> _Problem requirements_
Exactly the line with "The returned positions" and the lines that follow it, through the closing line of the entries, should be restated, with nothing left out or added.

> _Material for the task_
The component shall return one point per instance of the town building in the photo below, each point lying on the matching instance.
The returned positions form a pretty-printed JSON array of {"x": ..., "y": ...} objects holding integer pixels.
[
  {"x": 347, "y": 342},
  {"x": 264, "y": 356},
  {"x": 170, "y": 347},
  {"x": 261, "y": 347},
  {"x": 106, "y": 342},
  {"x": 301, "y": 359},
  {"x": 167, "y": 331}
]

> _Response area_
The returned positions form a pretty-printed JSON array of {"x": ..., "y": ...} objects holding integer pixels.
[
  {"x": 347, "y": 342},
  {"x": 264, "y": 356},
  {"x": 170, "y": 347},
  {"x": 261, "y": 347},
  {"x": 106, "y": 342},
  {"x": 301, "y": 359},
  {"x": 167, "y": 331}
]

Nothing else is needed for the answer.